Write out, without any change, the stretch from the start of the records through the line containing "348 515 L 353".
---+---
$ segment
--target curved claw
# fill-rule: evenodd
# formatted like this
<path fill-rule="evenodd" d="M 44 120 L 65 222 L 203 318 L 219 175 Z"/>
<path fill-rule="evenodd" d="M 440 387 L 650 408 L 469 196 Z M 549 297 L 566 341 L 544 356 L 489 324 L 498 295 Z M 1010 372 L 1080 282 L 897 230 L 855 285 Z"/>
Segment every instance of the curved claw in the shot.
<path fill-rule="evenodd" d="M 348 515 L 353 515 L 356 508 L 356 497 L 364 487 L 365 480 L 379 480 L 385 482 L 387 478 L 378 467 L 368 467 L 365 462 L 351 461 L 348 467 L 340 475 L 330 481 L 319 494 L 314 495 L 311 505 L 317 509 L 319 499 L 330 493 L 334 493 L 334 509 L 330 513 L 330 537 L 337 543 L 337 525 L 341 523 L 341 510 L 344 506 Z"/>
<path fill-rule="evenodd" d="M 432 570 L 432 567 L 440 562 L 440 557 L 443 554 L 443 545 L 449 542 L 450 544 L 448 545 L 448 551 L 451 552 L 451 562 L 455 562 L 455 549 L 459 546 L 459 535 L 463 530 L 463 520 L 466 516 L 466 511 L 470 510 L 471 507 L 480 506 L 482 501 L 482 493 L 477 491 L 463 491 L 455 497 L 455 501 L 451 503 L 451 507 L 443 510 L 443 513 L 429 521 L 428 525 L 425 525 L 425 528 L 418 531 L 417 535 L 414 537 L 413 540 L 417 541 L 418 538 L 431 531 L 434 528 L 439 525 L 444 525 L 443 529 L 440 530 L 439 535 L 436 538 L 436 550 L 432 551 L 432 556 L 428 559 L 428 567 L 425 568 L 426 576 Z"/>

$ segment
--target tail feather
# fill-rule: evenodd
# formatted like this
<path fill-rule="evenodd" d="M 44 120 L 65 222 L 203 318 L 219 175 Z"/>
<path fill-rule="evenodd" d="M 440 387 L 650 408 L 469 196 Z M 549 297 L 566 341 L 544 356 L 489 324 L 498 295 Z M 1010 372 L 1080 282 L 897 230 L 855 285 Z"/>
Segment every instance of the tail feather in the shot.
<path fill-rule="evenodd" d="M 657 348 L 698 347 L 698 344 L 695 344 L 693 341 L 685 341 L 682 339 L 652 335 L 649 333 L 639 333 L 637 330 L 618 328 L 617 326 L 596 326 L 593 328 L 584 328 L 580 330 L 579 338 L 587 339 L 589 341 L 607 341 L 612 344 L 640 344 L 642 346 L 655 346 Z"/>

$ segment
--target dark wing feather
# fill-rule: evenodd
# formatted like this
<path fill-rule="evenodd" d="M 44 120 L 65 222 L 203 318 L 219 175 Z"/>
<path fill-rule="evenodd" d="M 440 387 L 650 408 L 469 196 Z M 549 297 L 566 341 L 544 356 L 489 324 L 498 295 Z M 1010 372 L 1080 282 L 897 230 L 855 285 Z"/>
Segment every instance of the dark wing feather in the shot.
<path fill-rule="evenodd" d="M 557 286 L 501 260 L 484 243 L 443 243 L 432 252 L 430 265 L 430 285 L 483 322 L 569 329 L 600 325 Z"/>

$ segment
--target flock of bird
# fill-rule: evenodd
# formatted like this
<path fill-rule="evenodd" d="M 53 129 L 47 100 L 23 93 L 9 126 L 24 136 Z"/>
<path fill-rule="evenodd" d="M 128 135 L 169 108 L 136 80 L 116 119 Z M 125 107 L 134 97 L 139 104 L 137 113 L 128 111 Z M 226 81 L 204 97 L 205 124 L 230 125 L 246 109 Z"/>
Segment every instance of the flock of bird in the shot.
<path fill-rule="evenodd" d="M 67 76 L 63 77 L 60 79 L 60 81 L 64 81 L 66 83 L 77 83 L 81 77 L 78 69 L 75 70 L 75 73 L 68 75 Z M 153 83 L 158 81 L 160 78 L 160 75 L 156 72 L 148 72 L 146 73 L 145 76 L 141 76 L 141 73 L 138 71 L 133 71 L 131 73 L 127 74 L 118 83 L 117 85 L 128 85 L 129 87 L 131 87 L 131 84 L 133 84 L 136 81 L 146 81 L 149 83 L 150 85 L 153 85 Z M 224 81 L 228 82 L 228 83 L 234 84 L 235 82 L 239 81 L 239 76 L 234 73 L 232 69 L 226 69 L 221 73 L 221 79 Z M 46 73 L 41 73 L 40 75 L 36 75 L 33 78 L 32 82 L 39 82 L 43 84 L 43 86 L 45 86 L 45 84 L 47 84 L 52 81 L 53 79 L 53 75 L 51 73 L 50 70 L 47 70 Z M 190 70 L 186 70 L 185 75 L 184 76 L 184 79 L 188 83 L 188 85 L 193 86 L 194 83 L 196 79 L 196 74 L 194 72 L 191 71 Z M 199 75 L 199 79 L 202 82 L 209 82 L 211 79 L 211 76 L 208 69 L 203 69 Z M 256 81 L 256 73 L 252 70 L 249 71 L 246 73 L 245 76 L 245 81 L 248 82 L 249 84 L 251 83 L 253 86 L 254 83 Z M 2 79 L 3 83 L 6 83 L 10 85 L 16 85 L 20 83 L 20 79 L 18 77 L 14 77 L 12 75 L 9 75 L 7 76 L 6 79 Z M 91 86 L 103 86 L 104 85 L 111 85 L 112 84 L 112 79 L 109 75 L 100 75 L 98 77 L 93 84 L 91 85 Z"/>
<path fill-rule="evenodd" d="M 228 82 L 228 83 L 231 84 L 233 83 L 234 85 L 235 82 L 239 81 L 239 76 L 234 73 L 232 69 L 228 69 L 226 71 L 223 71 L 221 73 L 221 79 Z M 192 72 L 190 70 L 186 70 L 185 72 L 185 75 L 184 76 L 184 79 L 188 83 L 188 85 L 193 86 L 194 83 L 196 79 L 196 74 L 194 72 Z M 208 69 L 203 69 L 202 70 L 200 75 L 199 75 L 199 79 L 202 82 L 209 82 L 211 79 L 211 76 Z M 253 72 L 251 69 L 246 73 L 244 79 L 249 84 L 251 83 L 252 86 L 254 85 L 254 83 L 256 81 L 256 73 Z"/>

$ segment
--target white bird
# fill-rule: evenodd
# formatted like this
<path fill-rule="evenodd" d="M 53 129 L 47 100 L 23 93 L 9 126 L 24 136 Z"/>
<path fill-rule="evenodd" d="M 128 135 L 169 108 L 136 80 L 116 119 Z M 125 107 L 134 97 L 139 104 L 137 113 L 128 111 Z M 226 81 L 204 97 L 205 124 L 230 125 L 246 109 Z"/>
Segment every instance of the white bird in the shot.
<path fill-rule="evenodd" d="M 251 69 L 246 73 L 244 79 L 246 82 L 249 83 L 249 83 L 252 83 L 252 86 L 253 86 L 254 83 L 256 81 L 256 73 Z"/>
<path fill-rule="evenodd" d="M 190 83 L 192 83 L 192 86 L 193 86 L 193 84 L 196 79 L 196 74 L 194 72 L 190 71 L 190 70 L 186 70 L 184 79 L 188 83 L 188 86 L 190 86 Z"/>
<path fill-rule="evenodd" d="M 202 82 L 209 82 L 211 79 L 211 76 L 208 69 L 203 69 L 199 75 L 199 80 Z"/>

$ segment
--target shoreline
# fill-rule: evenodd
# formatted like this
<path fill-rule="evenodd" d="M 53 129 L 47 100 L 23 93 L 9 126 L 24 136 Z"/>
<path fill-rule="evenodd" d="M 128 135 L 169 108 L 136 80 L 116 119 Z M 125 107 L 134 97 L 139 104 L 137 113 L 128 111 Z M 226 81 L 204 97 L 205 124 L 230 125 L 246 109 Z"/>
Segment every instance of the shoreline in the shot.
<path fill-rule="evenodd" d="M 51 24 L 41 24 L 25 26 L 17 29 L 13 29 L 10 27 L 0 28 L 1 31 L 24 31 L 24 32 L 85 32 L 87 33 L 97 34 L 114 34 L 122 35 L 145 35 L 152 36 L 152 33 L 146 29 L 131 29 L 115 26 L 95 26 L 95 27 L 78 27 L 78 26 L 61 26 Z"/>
---+---
Response below:
$ segment
--target curved claw
# fill-rule: evenodd
# formatted like this
<path fill-rule="evenodd" d="M 44 120 L 65 222 L 203 318 L 219 175 Z"/>
<path fill-rule="evenodd" d="M 440 387 L 650 408 L 469 196 Z M 549 297 L 566 341 L 544 356 L 489 324 L 498 295 Z M 1010 372 L 1080 282 L 897 230 L 855 285 Z"/>
Segment every instance of the curved claw in the shot.
<path fill-rule="evenodd" d="M 348 515 L 353 515 L 356 508 L 356 497 L 364 487 L 365 480 L 379 480 L 385 482 L 387 478 L 378 467 L 368 467 L 365 462 L 351 461 L 348 467 L 340 475 L 330 481 L 319 494 L 314 495 L 311 505 L 317 509 L 319 499 L 330 493 L 334 493 L 334 509 L 330 513 L 330 537 L 337 543 L 337 525 L 341 523 L 341 510 L 344 506 Z"/>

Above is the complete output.